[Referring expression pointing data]
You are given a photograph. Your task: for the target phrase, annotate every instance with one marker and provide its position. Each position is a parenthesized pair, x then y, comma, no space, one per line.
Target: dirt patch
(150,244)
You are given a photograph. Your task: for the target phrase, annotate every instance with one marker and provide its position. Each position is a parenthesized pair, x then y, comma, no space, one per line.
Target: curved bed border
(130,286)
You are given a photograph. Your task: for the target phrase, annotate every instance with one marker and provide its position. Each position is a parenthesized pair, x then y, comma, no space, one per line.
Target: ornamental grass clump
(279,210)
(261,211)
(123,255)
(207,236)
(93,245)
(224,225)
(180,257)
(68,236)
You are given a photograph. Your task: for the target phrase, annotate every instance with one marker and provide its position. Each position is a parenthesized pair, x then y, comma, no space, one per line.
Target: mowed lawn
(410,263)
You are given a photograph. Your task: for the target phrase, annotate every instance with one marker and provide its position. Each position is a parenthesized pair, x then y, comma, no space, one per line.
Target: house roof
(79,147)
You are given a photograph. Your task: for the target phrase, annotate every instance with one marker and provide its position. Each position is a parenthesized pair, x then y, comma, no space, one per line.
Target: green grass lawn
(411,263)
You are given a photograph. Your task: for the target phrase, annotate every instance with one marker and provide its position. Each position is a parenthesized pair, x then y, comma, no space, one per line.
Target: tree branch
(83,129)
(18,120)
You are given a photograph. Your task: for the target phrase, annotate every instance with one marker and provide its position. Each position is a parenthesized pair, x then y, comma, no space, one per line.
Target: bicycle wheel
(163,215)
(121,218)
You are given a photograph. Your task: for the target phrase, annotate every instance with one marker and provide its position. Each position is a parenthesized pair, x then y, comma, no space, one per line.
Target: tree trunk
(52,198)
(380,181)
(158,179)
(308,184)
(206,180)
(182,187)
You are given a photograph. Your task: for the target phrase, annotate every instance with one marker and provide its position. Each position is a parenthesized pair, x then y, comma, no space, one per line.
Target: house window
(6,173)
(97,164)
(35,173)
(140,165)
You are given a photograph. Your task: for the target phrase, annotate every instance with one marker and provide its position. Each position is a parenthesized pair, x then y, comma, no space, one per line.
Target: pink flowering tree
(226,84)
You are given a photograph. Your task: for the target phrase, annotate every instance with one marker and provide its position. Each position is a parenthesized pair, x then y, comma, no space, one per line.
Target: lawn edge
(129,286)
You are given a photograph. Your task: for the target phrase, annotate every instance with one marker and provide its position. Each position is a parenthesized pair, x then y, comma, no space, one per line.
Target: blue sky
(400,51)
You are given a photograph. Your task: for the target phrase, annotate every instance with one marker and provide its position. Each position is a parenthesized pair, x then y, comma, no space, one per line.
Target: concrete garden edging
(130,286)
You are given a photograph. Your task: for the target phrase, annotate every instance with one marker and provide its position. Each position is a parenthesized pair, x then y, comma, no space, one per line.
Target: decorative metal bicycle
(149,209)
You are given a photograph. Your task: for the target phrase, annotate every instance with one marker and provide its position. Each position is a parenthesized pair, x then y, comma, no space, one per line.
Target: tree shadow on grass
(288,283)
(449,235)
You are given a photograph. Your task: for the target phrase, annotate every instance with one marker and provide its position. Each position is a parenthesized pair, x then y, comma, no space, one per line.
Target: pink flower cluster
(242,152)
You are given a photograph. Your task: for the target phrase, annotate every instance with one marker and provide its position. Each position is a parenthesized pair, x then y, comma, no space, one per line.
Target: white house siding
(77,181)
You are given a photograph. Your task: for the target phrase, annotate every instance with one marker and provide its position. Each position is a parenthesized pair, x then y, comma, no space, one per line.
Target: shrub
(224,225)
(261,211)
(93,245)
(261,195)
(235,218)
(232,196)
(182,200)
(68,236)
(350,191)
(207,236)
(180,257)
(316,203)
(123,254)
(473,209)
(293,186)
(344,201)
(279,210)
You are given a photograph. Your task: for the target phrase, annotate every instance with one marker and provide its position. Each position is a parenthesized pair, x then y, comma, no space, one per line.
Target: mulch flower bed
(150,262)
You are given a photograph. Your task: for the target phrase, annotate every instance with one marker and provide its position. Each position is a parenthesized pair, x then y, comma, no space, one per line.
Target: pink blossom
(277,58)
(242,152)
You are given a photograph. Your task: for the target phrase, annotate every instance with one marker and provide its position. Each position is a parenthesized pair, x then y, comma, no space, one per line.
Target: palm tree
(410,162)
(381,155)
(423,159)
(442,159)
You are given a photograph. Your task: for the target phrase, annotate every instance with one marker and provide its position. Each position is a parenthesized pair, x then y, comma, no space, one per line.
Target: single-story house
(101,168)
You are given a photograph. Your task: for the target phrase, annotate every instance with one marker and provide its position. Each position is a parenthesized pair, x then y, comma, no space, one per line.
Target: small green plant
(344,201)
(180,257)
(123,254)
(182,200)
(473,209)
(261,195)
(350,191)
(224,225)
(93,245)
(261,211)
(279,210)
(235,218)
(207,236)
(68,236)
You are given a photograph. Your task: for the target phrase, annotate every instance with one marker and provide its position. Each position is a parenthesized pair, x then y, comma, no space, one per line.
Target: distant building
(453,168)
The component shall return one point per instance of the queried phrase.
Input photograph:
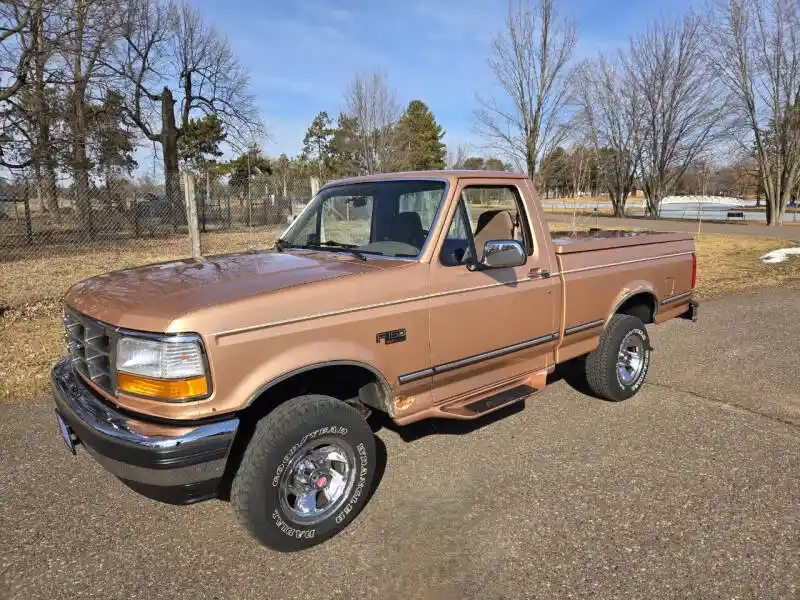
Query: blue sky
(301, 54)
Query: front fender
(299, 359)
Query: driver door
(488, 326)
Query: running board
(503, 398)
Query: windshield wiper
(281, 245)
(336, 248)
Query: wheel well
(642, 306)
(341, 381)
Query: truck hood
(151, 297)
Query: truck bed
(598, 239)
(600, 270)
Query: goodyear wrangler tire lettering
(287, 444)
(617, 368)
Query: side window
(424, 203)
(457, 245)
(495, 213)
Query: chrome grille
(90, 348)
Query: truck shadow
(421, 429)
(573, 373)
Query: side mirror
(499, 254)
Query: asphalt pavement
(690, 489)
(790, 231)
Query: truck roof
(432, 174)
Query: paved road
(688, 490)
(787, 232)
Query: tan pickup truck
(430, 294)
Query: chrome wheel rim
(317, 480)
(630, 361)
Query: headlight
(168, 369)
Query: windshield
(386, 218)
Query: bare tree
(610, 111)
(90, 33)
(374, 109)
(756, 55)
(43, 108)
(15, 20)
(455, 160)
(682, 103)
(530, 61)
(168, 46)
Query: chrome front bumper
(178, 464)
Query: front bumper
(172, 463)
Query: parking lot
(690, 489)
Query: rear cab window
(485, 212)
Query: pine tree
(344, 145)
(317, 144)
(420, 139)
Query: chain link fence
(52, 236)
(55, 234)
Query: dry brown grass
(730, 263)
(30, 332)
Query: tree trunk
(108, 198)
(169, 147)
(49, 185)
(618, 203)
(80, 171)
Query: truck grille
(89, 344)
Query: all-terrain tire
(603, 372)
(280, 440)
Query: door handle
(538, 272)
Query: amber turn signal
(168, 389)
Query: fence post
(191, 213)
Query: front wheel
(305, 474)
(616, 369)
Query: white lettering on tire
(359, 489)
(291, 531)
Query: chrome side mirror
(500, 254)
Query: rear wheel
(617, 368)
(305, 474)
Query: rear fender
(629, 291)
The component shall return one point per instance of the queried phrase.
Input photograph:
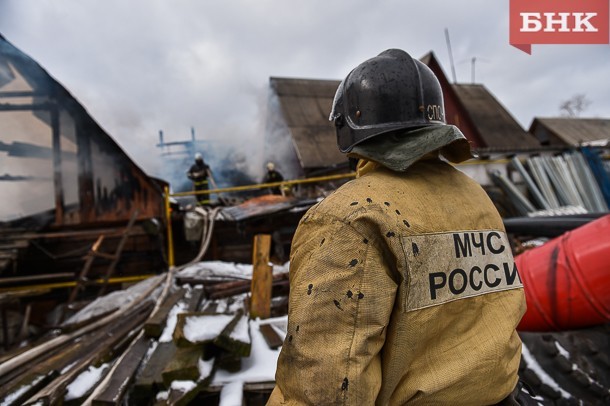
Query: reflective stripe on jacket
(402, 290)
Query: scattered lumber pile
(174, 339)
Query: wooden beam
(262, 279)
(184, 366)
(119, 382)
(155, 325)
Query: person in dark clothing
(199, 173)
(271, 176)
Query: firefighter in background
(199, 173)
(271, 176)
(403, 288)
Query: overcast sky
(140, 66)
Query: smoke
(278, 146)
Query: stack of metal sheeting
(567, 180)
(558, 185)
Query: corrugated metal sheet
(494, 124)
(570, 131)
(306, 105)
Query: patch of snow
(12, 397)
(240, 332)
(115, 300)
(205, 368)
(85, 381)
(222, 306)
(217, 270)
(172, 319)
(562, 350)
(279, 324)
(237, 304)
(232, 394)
(67, 368)
(183, 386)
(198, 329)
(541, 373)
(260, 366)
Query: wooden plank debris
(235, 337)
(260, 303)
(119, 382)
(155, 325)
(272, 338)
(184, 366)
(150, 379)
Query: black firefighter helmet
(389, 92)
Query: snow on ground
(205, 368)
(198, 329)
(170, 324)
(540, 372)
(232, 394)
(224, 270)
(211, 269)
(11, 398)
(240, 332)
(85, 382)
(260, 365)
(116, 300)
(183, 386)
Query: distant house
(305, 104)
(482, 118)
(55, 158)
(571, 131)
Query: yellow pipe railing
(71, 284)
(266, 185)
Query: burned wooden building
(65, 184)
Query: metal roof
(574, 131)
(306, 105)
(494, 124)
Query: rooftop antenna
(473, 61)
(450, 55)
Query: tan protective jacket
(402, 290)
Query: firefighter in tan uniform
(403, 287)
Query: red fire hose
(567, 280)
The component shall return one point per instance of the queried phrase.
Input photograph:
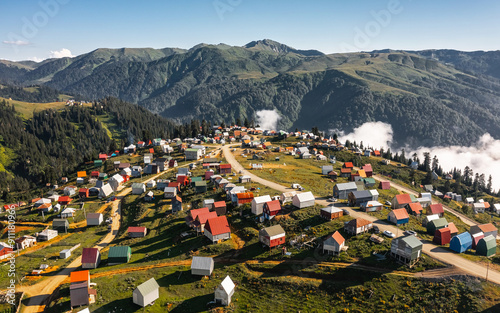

_Task to carry out_
Word for word, copy the lines from the one with "Query: rear cab window" through the end of the entries above, and do not include any picture.

_Result of this task_
Query: rear cab window
(485, 212)
Query: pine tree
(344, 145)
(317, 144)
(420, 139)
Query: chain link fence
(52, 236)
(55, 234)
Query: dry brown grass
(730, 263)
(30, 332)
Query: tree trunk
(108, 198)
(169, 147)
(49, 185)
(618, 203)
(80, 171)
Query: truck grille
(89, 344)
Query: all-terrain tire
(603, 372)
(280, 440)
Query: door handle
(538, 272)
Query: amber turn signal
(168, 389)
Query: fence post
(191, 213)
Query: front wheel
(305, 474)
(616, 369)
Query: white lettering on tire
(359, 489)
(291, 531)
Query: chrome side mirror
(500, 254)
Query: rear wheel
(617, 368)
(305, 474)
Query: rear fender
(629, 291)
The component shall return one point per instance of the queried phrase.
Input photograph:
Query: reflective stripe on jacket
(402, 290)
Query: scattered lumber pile
(174, 339)
Query: wooden beam
(262, 279)
(184, 366)
(119, 382)
(155, 325)
Query: person in dark clothing
(199, 173)
(271, 176)
Query: firefighter in background
(199, 173)
(271, 176)
(403, 288)
Query: overcast sky
(140, 66)
Query: smoke
(278, 146)
Query: stack of metal sheeting
(567, 180)
(558, 185)
Query: corrugated metal sheet
(494, 124)
(570, 131)
(306, 105)
Query: patch of snow
(12, 397)
(240, 332)
(115, 300)
(205, 368)
(85, 381)
(222, 306)
(217, 270)
(172, 319)
(562, 350)
(279, 324)
(237, 304)
(232, 394)
(67, 368)
(183, 386)
(198, 329)
(541, 373)
(260, 366)
Query: wooden plank debris
(235, 337)
(260, 303)
(119, 382)
(155, 325)
(272, 338)
(184, 366)
(150, 379)
Query: black firefighter helmet
(389, 92)
Query: snow on ground
(205, 368)
(198, 329)
(170, 324)
(540, 372)
(232, 394)
(224, 270)
(211, 269)
(11, 398)
(240, 332)
(85, 382)
(260, 365)
(116, 300)
(183, 386)
Query: distant house
(305, 104)
(482, 118)
(55, 158)
(571, 131)
Query: yellow pipe railing
(71, 284)
(266, 185)
Query: burned wooden building
(65, 184)
Query: metal roof
(574, 131)
(306, 105)
(494, 124)
Query: rooftop antenna
(473, 61)
(450, 55)
Query: tan protective jacket
(402, 290)
Query: firefighter in tan uniform
(403, 287)
Query: red fire hose
(567, 280)
The component shall return one point per instance of the queried phrase.
Input photograph:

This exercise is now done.